→ Job: Return every line of the entries below that contains the word "region".

------------------------

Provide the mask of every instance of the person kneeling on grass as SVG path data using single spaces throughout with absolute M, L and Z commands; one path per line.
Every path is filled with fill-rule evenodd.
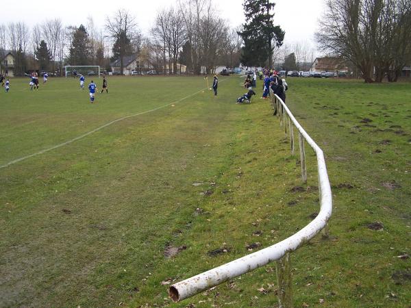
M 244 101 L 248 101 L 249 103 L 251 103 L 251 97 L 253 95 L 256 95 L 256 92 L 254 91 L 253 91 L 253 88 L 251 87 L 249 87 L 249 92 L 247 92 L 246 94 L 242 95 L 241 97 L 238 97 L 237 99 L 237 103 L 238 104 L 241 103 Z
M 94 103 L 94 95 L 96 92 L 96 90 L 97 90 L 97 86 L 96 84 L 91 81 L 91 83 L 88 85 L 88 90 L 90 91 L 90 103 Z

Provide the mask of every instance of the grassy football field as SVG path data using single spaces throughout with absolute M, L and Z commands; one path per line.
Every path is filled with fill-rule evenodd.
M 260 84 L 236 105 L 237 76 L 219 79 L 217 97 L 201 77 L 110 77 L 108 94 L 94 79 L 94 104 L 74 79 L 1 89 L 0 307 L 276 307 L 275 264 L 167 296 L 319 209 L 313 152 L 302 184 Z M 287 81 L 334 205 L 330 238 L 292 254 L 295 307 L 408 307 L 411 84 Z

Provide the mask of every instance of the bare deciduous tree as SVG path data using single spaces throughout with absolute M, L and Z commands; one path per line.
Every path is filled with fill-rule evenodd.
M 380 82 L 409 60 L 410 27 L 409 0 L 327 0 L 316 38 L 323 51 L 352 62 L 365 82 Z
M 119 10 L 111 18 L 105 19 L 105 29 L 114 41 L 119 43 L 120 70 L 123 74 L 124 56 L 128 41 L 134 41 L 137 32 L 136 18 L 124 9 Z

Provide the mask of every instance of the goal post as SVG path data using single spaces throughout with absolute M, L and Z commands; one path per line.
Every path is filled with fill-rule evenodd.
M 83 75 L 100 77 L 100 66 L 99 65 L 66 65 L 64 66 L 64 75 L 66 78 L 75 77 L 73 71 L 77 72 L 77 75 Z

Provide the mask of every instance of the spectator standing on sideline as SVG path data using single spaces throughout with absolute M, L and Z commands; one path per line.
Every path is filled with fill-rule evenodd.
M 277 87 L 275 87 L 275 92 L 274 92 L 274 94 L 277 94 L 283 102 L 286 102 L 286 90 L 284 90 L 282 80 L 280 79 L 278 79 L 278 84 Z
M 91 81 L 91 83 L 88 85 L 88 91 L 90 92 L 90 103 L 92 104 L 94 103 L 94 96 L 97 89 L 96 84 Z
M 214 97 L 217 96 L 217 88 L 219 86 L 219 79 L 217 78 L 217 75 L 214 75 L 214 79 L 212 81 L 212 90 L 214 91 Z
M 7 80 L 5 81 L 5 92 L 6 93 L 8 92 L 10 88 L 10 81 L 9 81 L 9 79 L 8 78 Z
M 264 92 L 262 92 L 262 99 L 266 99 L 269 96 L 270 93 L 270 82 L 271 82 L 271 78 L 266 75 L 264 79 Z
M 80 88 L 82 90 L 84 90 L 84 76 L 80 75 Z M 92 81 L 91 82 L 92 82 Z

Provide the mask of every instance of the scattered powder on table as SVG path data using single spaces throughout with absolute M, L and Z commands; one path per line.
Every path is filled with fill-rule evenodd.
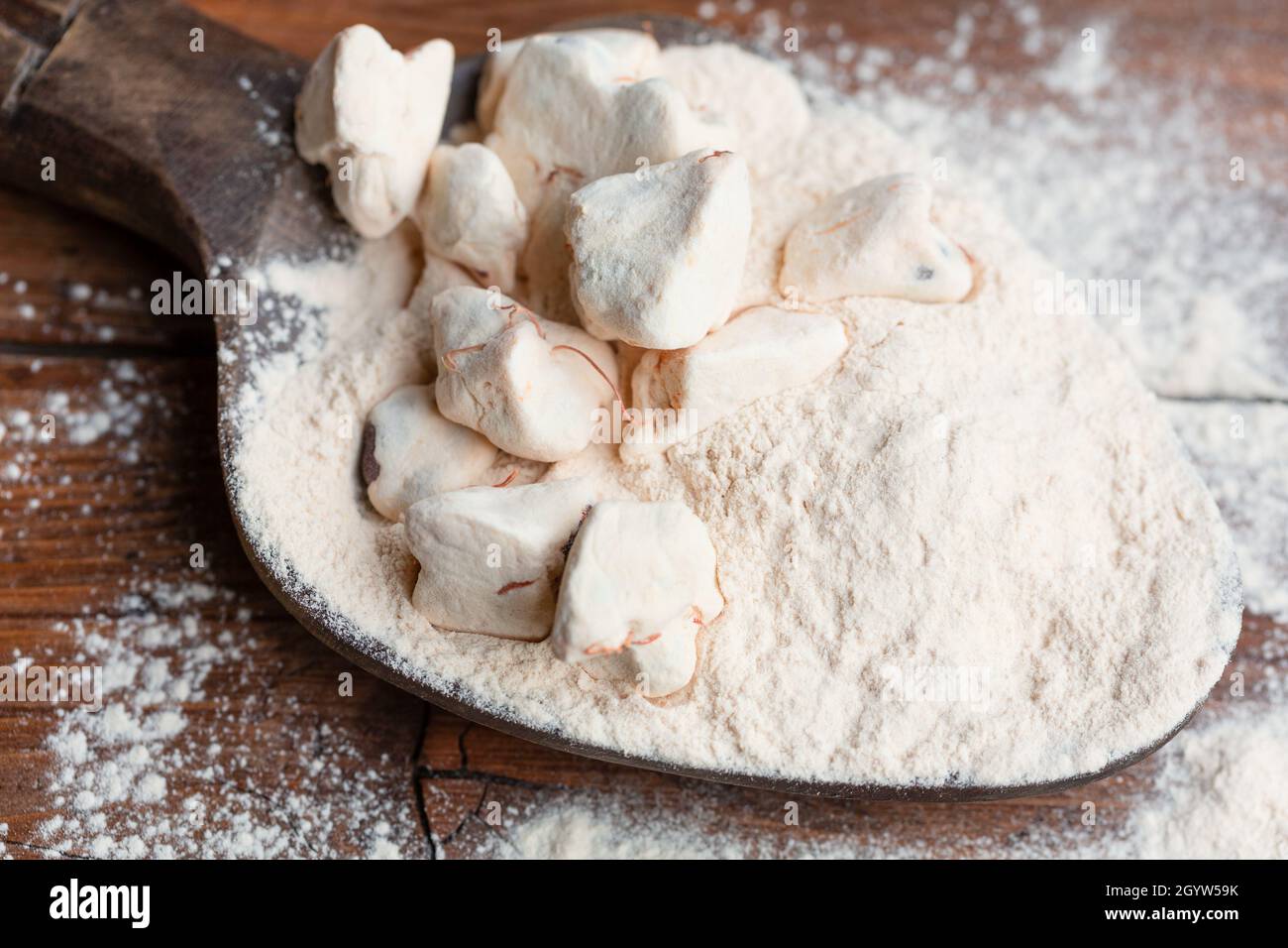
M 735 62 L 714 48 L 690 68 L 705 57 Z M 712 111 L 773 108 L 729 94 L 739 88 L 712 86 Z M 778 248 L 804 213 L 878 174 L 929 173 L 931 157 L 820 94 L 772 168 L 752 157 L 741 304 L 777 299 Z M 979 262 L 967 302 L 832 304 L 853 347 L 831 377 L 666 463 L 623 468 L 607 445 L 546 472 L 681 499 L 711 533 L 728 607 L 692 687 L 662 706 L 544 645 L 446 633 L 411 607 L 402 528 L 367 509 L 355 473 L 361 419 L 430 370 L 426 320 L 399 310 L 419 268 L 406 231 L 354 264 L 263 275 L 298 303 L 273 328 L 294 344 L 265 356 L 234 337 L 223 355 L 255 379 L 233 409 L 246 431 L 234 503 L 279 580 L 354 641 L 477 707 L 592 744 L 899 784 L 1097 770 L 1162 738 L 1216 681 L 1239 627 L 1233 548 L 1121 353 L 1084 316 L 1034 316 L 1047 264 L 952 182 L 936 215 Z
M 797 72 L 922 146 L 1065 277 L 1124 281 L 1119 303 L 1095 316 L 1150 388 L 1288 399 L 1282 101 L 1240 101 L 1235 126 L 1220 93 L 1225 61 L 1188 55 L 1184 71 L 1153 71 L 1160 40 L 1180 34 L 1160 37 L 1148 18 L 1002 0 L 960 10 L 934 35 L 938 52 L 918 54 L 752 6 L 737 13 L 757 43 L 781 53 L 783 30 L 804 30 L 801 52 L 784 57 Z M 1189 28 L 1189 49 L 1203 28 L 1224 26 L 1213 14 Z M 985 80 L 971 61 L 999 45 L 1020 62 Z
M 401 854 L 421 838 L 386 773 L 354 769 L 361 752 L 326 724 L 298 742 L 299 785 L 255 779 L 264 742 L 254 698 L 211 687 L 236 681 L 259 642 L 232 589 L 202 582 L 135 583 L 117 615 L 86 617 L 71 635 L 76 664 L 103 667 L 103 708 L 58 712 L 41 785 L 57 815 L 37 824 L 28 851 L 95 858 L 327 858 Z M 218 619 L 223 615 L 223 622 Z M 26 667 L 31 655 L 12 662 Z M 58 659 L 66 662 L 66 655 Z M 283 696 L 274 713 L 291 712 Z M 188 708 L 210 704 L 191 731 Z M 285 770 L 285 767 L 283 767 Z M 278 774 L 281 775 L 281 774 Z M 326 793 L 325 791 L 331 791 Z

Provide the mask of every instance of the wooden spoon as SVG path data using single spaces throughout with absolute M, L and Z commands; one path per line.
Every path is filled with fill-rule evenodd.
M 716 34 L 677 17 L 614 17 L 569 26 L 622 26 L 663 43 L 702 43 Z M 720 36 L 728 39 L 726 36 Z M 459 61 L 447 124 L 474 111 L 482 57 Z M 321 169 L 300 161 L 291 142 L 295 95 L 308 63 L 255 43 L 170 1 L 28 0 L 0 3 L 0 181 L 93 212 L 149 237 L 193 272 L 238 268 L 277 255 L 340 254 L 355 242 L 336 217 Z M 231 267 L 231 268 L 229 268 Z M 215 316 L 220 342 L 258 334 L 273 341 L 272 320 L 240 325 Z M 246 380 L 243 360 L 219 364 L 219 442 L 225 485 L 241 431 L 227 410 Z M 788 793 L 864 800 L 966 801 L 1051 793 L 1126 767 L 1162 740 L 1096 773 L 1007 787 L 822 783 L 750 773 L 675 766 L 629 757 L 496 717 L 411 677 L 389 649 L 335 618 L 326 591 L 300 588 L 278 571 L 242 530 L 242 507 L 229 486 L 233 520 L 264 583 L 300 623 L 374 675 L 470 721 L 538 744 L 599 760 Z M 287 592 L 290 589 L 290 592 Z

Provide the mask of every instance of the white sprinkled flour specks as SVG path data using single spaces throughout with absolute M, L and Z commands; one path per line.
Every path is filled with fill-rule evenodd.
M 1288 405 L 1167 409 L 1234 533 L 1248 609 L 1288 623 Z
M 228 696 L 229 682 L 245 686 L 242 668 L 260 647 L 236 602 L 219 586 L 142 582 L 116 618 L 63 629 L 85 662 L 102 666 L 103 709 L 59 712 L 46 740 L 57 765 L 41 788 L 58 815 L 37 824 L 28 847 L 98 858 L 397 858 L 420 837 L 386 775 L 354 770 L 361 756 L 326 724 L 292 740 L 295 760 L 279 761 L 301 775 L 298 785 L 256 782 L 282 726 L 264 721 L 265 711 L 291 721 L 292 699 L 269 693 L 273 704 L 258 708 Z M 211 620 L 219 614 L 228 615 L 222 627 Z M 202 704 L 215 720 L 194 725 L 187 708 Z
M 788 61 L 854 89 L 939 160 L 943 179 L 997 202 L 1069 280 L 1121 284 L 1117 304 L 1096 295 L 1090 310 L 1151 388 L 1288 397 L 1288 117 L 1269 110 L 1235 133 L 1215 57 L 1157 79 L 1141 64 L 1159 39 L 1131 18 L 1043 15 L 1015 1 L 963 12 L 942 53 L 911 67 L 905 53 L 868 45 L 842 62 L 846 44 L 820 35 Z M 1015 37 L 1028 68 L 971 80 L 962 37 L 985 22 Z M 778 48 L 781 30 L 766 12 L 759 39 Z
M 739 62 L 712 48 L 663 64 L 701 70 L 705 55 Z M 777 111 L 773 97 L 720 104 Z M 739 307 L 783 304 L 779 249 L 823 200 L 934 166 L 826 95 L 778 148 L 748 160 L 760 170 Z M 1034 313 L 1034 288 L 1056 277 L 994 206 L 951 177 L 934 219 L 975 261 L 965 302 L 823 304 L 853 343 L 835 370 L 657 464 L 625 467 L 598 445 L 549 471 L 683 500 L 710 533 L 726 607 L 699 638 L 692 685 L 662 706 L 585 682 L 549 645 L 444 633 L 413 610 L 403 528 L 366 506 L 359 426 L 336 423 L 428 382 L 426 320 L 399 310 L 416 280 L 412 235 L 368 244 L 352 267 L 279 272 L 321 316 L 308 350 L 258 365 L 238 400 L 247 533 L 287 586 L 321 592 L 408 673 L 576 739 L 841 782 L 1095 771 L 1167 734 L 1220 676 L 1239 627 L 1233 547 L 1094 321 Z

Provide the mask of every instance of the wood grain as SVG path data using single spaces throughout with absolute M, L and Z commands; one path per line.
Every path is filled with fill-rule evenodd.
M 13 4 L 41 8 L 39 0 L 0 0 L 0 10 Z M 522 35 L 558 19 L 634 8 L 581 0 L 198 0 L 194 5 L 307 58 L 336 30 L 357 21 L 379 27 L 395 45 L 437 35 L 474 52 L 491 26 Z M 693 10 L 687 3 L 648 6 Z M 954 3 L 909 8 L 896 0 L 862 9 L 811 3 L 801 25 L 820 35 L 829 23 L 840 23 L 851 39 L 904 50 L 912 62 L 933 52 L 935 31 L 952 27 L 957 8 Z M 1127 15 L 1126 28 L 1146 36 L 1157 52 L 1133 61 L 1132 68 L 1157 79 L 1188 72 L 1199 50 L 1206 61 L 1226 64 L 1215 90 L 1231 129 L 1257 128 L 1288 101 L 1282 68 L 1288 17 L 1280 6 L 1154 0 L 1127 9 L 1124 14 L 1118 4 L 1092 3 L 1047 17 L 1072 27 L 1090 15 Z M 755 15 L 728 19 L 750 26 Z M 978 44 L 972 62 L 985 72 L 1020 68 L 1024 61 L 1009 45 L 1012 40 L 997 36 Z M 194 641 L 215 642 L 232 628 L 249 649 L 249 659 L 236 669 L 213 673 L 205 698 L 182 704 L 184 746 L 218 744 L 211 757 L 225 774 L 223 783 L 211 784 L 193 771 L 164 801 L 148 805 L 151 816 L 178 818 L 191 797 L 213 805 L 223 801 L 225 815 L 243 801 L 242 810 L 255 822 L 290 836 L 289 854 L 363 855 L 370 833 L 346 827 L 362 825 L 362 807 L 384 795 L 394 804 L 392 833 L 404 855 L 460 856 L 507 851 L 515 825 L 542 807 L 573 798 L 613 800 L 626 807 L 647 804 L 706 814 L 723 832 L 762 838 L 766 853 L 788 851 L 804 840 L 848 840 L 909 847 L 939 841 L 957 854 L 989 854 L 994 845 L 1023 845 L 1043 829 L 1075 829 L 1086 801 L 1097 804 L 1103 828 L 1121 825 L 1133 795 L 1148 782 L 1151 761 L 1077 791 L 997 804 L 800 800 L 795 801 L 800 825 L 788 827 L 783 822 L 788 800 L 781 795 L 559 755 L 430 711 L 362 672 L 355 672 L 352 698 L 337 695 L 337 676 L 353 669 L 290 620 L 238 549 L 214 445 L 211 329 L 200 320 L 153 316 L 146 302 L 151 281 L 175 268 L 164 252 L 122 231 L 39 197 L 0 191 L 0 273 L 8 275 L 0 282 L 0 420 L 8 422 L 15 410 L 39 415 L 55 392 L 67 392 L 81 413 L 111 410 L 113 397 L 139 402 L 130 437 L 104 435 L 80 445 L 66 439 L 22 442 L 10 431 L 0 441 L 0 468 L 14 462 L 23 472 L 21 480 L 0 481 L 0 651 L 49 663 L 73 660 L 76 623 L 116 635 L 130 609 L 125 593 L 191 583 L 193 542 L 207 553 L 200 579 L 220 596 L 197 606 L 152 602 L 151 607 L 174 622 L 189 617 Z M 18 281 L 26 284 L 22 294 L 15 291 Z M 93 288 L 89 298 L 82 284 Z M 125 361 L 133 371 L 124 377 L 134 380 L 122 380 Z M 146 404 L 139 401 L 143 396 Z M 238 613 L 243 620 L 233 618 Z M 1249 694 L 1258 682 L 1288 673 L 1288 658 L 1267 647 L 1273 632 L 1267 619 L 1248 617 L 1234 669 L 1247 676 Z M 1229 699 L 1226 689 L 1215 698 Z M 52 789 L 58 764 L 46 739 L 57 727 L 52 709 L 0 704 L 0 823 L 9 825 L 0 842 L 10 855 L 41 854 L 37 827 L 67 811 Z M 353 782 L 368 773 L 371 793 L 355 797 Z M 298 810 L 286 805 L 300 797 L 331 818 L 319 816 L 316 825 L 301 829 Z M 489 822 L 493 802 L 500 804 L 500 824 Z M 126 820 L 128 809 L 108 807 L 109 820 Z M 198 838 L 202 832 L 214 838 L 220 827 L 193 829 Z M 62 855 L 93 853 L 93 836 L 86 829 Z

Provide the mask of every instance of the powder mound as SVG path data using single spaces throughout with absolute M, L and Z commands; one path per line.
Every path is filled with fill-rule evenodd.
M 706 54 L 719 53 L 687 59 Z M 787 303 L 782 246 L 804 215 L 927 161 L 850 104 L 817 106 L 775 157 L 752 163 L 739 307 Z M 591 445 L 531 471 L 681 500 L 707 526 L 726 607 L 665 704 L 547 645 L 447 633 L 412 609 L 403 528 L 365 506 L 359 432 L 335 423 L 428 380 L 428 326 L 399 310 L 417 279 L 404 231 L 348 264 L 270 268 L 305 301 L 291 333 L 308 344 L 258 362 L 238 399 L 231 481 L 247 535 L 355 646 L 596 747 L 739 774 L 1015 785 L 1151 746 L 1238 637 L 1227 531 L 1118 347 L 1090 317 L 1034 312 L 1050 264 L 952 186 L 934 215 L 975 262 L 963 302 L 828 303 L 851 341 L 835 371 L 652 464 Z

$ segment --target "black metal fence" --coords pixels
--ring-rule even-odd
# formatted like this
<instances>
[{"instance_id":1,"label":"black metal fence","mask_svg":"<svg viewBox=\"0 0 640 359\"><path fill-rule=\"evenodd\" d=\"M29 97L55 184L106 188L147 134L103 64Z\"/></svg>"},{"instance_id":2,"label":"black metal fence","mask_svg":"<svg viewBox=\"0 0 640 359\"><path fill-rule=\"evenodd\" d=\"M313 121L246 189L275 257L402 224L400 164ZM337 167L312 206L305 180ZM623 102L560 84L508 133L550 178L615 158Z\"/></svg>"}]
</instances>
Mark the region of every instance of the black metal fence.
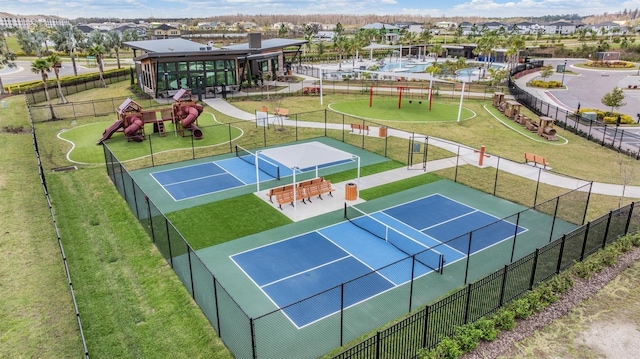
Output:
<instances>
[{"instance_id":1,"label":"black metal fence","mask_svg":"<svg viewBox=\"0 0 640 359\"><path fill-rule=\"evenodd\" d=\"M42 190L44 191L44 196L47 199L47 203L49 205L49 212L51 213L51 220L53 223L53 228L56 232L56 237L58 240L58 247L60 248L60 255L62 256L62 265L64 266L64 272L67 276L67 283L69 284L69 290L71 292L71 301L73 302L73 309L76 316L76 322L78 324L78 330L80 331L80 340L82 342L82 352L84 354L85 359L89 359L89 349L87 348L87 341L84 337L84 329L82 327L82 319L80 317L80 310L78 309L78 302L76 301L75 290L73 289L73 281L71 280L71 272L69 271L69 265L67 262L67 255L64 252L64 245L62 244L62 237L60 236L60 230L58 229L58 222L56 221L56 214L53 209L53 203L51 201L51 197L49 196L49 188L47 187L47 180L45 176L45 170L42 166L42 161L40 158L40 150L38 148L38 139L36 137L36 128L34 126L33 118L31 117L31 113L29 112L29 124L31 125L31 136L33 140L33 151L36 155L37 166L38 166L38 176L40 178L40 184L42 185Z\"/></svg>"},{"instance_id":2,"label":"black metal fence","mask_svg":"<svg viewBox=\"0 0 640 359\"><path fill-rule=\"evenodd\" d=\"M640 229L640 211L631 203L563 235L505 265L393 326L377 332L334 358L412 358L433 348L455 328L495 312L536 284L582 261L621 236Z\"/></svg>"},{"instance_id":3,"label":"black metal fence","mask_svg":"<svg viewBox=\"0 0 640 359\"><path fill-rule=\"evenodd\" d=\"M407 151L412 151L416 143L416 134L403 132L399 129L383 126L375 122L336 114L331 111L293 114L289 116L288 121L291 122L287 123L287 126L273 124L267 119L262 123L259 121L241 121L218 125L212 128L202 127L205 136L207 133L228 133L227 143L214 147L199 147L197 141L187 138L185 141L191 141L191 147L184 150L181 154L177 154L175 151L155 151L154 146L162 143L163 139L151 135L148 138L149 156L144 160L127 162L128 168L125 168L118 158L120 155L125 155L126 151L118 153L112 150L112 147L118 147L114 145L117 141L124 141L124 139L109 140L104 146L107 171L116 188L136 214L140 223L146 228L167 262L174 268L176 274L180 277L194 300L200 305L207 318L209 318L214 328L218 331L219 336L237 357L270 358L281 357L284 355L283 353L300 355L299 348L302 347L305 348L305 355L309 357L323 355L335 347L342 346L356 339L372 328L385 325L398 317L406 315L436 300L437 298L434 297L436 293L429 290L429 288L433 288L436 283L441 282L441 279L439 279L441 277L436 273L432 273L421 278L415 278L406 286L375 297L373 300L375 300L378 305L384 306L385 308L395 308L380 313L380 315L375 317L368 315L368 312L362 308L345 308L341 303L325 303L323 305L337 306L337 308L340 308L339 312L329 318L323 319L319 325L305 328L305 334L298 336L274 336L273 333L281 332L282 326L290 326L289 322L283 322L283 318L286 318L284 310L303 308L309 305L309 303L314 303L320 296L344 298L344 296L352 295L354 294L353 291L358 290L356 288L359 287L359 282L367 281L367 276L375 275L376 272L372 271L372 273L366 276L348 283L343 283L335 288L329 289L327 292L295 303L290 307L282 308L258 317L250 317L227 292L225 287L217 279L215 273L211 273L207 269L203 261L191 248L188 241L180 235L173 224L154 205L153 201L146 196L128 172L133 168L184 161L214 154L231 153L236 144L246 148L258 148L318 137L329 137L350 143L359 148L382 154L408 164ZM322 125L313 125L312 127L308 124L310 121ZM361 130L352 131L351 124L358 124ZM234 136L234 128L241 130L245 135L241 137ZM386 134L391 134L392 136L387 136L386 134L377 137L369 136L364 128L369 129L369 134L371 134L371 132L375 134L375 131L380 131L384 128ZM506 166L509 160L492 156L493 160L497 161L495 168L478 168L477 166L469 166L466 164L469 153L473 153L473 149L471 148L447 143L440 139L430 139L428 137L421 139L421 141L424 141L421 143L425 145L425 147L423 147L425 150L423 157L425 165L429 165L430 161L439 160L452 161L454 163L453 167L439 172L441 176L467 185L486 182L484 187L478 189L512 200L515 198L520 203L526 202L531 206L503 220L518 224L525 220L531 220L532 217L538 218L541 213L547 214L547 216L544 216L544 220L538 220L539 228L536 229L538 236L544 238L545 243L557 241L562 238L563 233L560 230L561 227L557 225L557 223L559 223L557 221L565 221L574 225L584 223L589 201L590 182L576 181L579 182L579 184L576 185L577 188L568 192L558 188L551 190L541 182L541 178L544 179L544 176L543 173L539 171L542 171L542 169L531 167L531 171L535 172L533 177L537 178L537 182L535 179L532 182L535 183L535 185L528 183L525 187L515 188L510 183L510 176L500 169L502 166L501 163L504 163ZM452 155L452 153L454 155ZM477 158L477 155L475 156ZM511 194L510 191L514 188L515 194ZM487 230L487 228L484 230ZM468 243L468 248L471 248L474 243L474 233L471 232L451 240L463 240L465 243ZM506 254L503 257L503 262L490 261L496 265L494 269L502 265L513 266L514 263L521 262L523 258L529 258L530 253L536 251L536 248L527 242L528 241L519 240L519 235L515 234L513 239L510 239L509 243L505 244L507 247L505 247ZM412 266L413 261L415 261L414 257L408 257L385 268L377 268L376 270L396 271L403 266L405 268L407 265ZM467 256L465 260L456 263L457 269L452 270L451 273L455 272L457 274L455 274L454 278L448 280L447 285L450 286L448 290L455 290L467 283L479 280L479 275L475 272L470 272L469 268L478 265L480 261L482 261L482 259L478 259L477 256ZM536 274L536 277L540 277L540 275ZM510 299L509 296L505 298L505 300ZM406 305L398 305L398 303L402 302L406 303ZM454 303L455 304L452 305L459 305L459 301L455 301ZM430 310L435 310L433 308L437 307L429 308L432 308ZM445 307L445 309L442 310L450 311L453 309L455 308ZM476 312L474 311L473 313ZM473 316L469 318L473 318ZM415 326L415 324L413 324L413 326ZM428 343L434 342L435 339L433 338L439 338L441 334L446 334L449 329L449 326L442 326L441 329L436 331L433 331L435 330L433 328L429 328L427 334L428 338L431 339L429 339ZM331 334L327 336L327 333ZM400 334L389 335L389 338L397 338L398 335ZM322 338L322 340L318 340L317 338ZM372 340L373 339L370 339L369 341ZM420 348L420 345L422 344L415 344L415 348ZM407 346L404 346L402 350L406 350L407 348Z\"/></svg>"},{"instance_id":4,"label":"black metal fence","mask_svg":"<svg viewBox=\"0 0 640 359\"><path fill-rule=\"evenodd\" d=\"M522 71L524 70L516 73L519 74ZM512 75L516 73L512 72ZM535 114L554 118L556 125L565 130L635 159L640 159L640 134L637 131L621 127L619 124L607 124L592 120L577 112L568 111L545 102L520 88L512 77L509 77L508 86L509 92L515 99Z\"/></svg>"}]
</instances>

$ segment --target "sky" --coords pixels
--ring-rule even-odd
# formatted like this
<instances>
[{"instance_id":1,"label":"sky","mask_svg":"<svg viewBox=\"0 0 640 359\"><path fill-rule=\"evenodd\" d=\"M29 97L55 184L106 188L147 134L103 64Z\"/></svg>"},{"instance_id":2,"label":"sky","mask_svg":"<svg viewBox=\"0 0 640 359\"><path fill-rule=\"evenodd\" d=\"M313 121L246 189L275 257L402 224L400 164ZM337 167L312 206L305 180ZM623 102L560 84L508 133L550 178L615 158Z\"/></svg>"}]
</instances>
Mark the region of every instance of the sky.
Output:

------------------------

→ Answer for this exercise:
Mark the region of every instance of the black metal fence.
Mark the region of every instance of the sky.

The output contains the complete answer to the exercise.